> **LISTED RECORDS**:
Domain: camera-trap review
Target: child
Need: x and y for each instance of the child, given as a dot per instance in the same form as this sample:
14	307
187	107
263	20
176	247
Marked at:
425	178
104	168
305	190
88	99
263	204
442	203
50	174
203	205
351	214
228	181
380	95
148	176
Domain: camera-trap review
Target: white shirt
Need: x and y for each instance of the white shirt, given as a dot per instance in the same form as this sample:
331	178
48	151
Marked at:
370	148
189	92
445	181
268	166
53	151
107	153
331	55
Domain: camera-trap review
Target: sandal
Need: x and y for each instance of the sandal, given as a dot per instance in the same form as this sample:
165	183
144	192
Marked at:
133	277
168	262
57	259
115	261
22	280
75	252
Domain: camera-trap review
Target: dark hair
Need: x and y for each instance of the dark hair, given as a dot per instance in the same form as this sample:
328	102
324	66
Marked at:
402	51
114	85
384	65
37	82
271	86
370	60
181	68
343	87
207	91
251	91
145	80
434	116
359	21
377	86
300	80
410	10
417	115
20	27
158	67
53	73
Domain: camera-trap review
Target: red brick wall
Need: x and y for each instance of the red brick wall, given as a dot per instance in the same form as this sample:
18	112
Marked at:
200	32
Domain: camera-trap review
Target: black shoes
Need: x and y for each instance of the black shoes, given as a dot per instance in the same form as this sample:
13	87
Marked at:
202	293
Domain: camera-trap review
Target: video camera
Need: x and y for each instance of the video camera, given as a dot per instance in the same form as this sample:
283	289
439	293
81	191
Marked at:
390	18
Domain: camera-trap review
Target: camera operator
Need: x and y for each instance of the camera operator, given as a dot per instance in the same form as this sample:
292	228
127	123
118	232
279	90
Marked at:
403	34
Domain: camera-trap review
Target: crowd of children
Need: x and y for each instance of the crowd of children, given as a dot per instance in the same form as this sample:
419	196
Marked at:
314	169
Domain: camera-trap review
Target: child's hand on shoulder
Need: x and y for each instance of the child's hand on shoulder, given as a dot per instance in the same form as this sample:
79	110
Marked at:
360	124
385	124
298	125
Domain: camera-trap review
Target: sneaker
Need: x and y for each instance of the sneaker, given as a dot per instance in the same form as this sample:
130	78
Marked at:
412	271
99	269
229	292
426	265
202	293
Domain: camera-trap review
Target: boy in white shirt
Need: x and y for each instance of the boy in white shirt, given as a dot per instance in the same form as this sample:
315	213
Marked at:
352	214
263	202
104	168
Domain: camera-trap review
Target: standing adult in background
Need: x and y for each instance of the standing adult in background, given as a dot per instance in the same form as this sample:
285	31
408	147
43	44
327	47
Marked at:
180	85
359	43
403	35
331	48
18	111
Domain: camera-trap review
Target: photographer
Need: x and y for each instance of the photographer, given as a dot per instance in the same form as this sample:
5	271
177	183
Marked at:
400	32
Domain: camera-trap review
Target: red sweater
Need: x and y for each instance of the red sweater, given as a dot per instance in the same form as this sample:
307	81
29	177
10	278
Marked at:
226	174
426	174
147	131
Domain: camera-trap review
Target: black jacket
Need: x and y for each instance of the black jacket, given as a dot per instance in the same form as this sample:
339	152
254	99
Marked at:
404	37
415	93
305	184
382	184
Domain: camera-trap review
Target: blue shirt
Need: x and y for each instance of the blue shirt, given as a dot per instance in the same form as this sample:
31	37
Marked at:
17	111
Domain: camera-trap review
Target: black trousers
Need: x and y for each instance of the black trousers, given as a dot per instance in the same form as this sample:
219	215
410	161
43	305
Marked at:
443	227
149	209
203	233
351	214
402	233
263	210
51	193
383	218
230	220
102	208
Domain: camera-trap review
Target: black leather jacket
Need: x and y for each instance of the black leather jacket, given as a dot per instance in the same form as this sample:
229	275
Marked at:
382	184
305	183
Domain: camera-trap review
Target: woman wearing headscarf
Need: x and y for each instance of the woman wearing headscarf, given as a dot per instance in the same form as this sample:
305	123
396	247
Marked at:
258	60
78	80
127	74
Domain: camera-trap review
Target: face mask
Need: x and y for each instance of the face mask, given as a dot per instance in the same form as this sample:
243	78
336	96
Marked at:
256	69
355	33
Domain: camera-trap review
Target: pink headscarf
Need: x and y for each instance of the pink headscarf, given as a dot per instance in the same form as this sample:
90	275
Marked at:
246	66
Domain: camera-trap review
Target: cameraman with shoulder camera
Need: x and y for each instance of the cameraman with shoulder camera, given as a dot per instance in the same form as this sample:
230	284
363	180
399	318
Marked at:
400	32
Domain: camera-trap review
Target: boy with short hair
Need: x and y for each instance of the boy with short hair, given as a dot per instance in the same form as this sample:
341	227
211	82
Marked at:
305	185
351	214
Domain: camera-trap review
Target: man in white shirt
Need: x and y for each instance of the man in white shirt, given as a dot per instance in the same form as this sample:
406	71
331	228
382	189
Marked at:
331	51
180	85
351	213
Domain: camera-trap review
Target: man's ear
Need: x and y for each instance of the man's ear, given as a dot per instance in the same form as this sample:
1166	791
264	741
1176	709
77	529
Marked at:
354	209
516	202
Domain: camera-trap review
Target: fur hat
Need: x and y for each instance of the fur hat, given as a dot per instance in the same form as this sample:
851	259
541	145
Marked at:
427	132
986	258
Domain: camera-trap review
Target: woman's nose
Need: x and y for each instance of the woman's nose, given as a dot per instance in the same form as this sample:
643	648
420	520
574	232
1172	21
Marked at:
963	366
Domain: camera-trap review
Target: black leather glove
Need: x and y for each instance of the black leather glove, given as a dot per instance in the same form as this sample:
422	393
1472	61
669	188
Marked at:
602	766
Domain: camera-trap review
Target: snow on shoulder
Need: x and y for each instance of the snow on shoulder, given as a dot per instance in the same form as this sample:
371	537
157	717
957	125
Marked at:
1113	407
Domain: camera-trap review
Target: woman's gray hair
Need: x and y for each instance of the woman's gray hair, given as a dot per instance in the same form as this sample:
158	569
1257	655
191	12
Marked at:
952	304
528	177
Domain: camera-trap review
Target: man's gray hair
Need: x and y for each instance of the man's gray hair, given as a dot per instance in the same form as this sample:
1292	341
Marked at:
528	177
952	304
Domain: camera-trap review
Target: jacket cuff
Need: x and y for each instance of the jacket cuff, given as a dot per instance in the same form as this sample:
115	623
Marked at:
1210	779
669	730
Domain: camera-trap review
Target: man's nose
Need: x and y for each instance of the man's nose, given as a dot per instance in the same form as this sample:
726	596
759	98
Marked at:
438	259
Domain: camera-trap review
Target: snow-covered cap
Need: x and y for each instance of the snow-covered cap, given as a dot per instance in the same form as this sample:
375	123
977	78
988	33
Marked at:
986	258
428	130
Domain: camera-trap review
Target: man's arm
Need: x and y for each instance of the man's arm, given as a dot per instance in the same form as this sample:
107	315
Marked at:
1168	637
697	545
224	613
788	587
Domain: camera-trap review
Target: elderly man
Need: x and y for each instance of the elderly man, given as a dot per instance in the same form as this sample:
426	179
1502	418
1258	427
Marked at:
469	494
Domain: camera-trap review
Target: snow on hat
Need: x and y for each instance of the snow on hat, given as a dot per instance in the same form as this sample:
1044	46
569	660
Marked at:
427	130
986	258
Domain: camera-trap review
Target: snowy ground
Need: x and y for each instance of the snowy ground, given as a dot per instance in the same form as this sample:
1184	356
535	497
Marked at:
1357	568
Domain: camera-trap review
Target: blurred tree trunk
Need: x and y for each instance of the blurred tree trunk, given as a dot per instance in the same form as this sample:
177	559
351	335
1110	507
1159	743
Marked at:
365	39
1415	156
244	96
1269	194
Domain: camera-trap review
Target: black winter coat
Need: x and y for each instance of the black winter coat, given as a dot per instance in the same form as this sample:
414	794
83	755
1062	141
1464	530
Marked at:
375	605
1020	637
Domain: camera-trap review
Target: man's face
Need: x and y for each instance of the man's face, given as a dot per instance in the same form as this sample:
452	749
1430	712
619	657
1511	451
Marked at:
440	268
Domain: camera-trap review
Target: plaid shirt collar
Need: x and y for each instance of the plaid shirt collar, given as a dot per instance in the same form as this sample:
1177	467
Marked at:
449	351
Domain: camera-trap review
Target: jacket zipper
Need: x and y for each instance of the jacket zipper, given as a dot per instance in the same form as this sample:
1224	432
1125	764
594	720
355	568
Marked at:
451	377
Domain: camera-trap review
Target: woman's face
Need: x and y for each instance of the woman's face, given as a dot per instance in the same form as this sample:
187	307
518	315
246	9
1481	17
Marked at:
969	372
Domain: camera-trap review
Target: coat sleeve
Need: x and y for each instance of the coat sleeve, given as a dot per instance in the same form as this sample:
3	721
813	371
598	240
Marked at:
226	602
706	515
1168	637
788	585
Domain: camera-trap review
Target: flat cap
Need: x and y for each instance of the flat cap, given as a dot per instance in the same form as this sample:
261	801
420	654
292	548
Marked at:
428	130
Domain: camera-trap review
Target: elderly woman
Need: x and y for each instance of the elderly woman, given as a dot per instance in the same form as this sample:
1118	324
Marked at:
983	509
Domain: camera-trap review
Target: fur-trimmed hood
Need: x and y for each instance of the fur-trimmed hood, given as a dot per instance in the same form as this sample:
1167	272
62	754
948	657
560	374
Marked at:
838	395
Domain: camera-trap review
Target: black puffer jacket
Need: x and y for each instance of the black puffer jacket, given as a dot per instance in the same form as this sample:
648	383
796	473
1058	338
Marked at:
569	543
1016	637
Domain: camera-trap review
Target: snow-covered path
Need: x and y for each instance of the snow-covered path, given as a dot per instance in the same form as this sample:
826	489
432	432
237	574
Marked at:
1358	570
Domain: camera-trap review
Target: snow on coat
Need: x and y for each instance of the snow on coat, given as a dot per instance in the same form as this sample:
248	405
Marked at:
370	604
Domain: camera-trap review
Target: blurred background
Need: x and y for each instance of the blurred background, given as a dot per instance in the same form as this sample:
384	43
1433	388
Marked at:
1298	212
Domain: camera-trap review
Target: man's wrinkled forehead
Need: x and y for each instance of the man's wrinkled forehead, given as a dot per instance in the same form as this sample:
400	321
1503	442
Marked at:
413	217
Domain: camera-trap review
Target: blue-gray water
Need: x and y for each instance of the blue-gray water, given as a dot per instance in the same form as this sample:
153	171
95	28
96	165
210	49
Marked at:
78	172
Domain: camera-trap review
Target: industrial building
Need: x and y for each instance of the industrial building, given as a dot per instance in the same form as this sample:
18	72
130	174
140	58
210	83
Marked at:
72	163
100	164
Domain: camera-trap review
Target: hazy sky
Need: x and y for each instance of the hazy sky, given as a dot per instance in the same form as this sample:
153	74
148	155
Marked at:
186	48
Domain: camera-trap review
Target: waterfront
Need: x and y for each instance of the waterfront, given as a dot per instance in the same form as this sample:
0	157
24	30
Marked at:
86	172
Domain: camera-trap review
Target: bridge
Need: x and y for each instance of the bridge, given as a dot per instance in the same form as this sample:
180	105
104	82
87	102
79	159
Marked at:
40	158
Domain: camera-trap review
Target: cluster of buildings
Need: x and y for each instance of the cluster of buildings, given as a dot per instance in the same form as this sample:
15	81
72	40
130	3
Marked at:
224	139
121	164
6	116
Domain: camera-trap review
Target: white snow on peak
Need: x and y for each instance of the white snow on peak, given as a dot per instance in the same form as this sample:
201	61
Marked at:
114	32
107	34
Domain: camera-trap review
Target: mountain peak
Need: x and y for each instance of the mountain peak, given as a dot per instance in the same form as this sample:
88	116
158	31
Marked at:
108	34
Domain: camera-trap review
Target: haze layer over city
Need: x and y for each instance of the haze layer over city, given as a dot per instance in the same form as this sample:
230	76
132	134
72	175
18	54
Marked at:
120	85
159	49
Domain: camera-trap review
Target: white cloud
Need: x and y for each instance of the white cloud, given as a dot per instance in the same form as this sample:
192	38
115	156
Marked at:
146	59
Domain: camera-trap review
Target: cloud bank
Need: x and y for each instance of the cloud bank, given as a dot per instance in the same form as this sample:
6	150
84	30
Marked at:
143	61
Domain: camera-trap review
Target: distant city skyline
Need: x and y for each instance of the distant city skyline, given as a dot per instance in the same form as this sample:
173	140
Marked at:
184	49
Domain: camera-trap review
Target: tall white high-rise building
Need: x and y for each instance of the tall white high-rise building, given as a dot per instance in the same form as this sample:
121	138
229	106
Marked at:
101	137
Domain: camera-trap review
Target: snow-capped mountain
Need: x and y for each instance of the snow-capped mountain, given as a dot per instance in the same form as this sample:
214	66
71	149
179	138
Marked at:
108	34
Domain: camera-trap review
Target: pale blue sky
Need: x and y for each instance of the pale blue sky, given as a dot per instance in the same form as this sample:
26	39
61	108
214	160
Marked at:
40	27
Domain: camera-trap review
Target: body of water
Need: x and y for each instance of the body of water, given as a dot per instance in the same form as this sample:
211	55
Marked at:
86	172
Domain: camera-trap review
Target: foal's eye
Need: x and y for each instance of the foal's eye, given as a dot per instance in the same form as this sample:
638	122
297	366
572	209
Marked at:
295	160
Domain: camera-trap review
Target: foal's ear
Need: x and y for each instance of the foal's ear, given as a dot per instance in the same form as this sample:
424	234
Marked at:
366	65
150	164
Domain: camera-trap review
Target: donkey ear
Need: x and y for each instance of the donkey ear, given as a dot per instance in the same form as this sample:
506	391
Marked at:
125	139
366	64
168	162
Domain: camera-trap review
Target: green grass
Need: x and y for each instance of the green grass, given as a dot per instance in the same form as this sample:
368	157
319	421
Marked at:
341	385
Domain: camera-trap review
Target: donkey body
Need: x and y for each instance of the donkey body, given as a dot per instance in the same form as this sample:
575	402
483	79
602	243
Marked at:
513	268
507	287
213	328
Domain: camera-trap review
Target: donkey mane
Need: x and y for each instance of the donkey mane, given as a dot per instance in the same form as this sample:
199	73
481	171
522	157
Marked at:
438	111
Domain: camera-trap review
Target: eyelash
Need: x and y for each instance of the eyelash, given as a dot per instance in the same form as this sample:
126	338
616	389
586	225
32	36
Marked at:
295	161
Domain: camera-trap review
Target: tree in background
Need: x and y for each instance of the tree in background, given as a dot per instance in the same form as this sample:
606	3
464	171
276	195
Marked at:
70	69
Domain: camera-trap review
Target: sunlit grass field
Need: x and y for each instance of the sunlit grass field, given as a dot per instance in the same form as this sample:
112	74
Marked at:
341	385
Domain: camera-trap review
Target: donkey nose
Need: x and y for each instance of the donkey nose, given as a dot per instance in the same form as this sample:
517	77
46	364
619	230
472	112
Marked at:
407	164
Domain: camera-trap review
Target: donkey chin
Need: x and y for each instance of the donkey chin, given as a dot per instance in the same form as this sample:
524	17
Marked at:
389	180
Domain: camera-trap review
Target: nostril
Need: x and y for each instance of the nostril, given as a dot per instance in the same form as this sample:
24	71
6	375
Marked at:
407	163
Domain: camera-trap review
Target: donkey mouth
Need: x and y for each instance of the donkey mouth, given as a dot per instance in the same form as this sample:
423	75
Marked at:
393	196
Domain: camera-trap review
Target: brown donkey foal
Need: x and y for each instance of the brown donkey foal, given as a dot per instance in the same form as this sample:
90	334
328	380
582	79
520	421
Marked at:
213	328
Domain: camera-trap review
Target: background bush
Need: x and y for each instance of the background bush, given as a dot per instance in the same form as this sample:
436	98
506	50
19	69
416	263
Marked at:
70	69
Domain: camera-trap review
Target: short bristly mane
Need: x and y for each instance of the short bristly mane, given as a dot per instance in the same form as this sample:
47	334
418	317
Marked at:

> **WORK ITEM**: From the first line of the records above to the line that contains "Target: dark hair", quote each line exactly.

> **OUTPUT BELOW**:
Domain: camera-trap review
Target: child
Need: x and y for each instance of the child, given as a dot per instance in the same form as this sample:
14	307
187	107
263	20
176	247
Marked at:
425	178
104	168
305	190
88	99
263	204
442	203
50	174
203	205
351	214
228	181
380	95
148	176
Domain: camera-trap review
Target: white shirt
Need: x and y for each instance of the white shirt, given as a dot per instance in the same form as this sample:
331	178
48	151
Marked at:
370	148
189	92
445	181
268	166
53	151
107	153
331	55
Domain: camera-trap review
Target: sandal
Need: x and y for each instance of the sandal, given as a dot per instance in the same form as this sample:
165	183
144	192
Marked at:
133	277
168	262
57	259
115	261
22	280
75	252
Domain: camera-trap review
Target: dark hair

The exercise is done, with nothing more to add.